The listing that follows must be retyped exactly, without its pictures.

----

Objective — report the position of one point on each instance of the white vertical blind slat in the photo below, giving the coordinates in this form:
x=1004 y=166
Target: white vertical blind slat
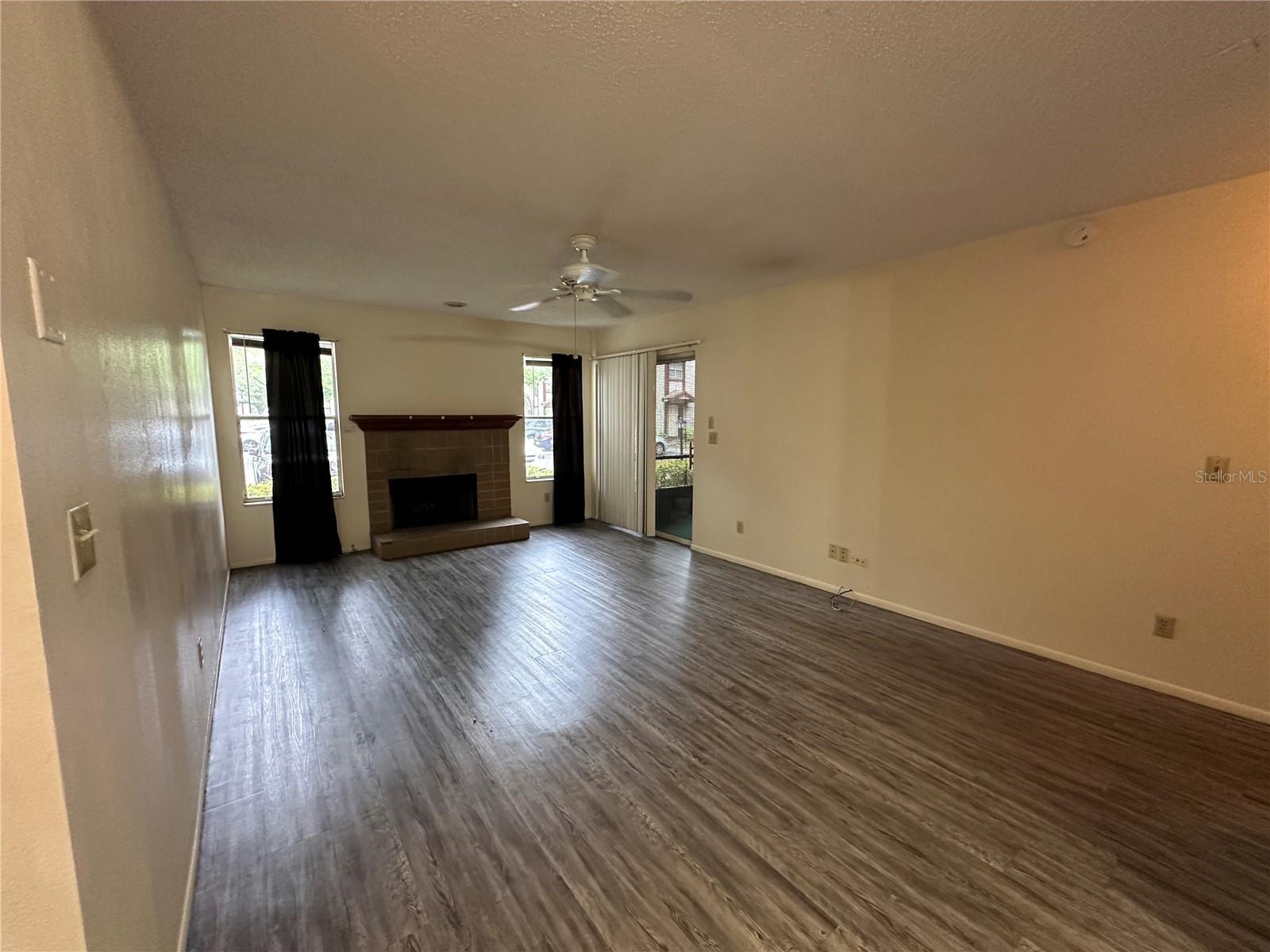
x=620 y=438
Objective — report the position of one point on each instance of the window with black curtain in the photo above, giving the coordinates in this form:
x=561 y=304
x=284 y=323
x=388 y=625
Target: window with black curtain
x=304 y=505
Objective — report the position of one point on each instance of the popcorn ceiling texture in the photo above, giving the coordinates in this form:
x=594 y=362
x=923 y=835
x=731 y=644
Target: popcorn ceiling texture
x=410 y=154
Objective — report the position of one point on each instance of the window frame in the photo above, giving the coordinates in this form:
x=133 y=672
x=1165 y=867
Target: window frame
x=257 y=340
x=527 y=361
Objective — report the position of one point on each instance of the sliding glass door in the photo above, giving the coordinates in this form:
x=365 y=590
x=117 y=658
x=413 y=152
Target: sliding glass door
x=675 y=427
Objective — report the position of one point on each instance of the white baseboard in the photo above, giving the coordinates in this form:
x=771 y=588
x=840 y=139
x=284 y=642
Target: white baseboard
x=192 y=876
x=1199 y=697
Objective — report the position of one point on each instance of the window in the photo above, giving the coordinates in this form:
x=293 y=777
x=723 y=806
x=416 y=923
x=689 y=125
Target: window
x=539 y=456
x=247 y=359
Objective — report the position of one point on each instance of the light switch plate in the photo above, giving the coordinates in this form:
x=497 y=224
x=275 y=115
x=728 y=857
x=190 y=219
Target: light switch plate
x=44 y=302
x=1217 y=466
x=79 y=524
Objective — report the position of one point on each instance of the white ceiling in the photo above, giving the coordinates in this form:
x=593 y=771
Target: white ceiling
x=410 y=154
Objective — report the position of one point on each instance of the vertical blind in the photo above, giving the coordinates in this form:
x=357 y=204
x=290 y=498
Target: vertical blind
x=620 y=437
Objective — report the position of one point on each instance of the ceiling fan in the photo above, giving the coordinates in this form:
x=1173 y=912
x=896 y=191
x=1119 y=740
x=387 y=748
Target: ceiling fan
x=583 y=281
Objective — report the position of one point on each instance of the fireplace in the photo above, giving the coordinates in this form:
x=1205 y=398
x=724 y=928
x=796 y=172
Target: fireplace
x=432 y=501
x=438 y=482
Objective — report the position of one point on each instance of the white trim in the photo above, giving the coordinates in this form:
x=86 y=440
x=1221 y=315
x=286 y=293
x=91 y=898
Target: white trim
x=192 y=876
x=647 y=349
x=1162 y=687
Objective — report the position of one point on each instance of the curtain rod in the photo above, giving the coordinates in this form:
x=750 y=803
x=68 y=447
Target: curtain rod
x=257 y=334
x=647 y=349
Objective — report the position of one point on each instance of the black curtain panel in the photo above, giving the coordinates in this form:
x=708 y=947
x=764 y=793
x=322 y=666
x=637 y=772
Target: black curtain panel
x=571 y=479
x=304 y=511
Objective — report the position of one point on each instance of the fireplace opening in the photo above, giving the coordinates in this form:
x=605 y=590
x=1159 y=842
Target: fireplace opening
x=431 y=501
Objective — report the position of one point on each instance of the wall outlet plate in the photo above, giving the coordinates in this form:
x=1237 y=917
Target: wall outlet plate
x=79 y=526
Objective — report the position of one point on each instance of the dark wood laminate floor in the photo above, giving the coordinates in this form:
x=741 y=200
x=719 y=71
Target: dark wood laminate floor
x=595 y=742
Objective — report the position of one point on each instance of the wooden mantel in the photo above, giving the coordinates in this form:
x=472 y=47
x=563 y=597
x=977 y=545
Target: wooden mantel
x=446 y=422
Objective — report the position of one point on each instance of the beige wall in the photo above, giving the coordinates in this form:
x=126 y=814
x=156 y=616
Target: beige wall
x=1009 y=431
x=38 y=896
x=118 y=416
x=387 y=361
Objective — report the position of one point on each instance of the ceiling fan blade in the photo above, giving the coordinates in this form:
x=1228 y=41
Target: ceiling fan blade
x=595 y=274
x=531 y=305
x=657 y=295
x=614 y=308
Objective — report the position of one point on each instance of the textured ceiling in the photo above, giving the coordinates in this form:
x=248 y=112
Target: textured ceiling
x=410 y=154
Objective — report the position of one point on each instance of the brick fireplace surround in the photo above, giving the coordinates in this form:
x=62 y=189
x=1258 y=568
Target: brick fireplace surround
x=403 y=447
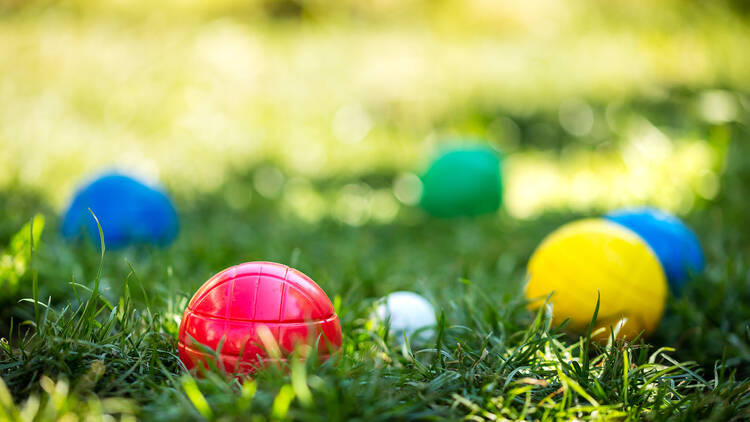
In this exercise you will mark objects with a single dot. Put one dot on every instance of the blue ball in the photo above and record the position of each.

----

__Finished task__
Objective — report the position of one point on each instance of the white vertical blind slat in the photo below, giving the coordinates in this form:
x=1004 y=166
Target: white vertical blind slat
x=620 y=438
Objective — report the position of one point on each instance of the window with black curtain in the photo above, giving the coordinates in this form:
x=561 y=304
x=284 y=323
x=388 y=625
Target: window with black curtain
x=304 y=505
Objective — report the position of one point on each instance of the popcorn ceiling texture in the photo above, giving the coordinates in this form:
x=594 y=362
x=923 y=835
x=731 y=644
Target: popcorn ceiling texture
x=410 y=154
Objective — report the position of one point on each instance of the window frame in the photo above, giving the coordinates in this form:
x=133 y=672
x=1165 y=867
Target: window frame
x=257 y=340
x=527 y=361
Objective — report the position of one point on each instance of the sliding glass door in the photo above, giving the coordinates in this form:
x=365 y=590
x=117 y=658
x=413 y=152
Target: sliding glass door
x=675 y=427
Objective — report the position of one point on each instance of the white baseboard in the photo above, giving the coordinates in this form:
x=771 y=588
x=840 y=139
x=284 y=642
Target: white baseboard
x=192 y=876
x=1199 y=697
Objective — report the position of one point on each instance of the window in the photo above, giving the coordinates in this form:
x=293 y=777
x=723 y=806
x=416 y=923
x=689 y=125
Target: window
x=539 y=456
x=247 y=359
Objective — report the position of one point on each instance of the light switch plate in the photo above, giving the coordinates in this form:
x=497 y=224
x=275 y=115
x=728 y=857
x=190 y=219
Target: light switch plate
x=44 y=302
x=1217 y=466
x=79 y=524
Objective — report the position of one point on each instance of the white ceiling in the photo above, giving the coordinates in this form:
x=593 y=771
Target: white ceiling
x=410 y=154
Objective — report the position of one point on each instance of the vertical blind in the photo above, giving the coordinates in this form:
x=357 y=204
x=290 y=498
Target: vertical blind
x=620 y=437
Objective — report the position of one point on each instance of the ceiling fan in the photo above, giving the coordinates in this form:
x=1173 y=912
x=896 y=191
x=1119 y=740
x=387 y=748
Target: ceiling fan
x=583 y=281
Objective — report the position of one point on each instance of the fireplace in the photo above, giving the coordinates in this form:
x=1205 y=398
x=724 y=928
x=796 y=172
Target: fireplace
x=432 y=501
x=438 y=482
Objective — report the position of one point on each instance of the white trim in the photo above, giving the coordinates in this form:
x=86 y=440
x=1221 y=315
x=286 y=293
x=91 y=898
Target: white trim
x=192 y=876
x=647 y=349
x=1162 y=687
Objective — report the position of one point on each instance of the curtain rod in the photo above, giving the coordinates in this form:
x=750 y=803
x=68 y=447
Target: curtain rod
x=257 y=334
x=647 y=349
Objective — report the position of one point on each instance of the black curtain panel in the photo above, giving the coordinates in this form:
x=708 y=947
x=764 y=793
x=322 y=666
x=637 y=772
Target: black curtain panel
x=571 y=479
x=304 y=511
Objective — report the position of one point on each instance of the fireplace opening in the photo above, giving the coordinates in this form:
x=605 y=590
x=1159 y=842
Target: fireplace opening
x=431 y=501
Objective — report the position of one point on each instance of the wall outlet plate in the photo above, giving the coordinates in this form:
x=1237 y=917
Target: wall outlet plate
x=79 y=526
Objective — report the position of one point on each instance of the dark wood laminate floor in the photo above, giving the coordinates in this form:
x=741 y=200
x=719 y=71
Target: dark wood laminate floor
x=595 y=742
Objective — report the position of one point on each instance of the wooden mantel in the photo above, giving the coordinates in this form:
x=472 y=47
x=563 y=597
x=977 y=545
Target: wooden mantel
x=446 y=422
Objective — report the position of one point on each instance of the beige wall in the photo above, giving the coordinates in this form:
x=126 y=814
x=156 y=616
Target: beige wall
x=1009 y=431
x=38 y=896
x=118 y=416
x=387 y=361
Objective — report the position of one point on each instance of the ceiling fan blade in the photo above, giving the coordinates in this form:
x=1228 y=41
Target: ceiling fan blade
x=595 y=274
x=531 y=305
x=657 y=295
x=614 y=308
Objective — report the position of one point on each instance of the textured ceiling in the photo above, giving the coordinates in this form:
x=248 y=112
Target: textured ceiling
x=410 y=154
Objective — report the position of one point on each instance of the brick fireplace surround in the photo above, giving the coordinates in this form:
x=62 y=189
x=1258 y=568
Target: brick fireplace surround
x=403 y=447
In this exercise you will mark objects with a single dot. Put one dot on every instance of the blue ball in the photo above and record the position of each.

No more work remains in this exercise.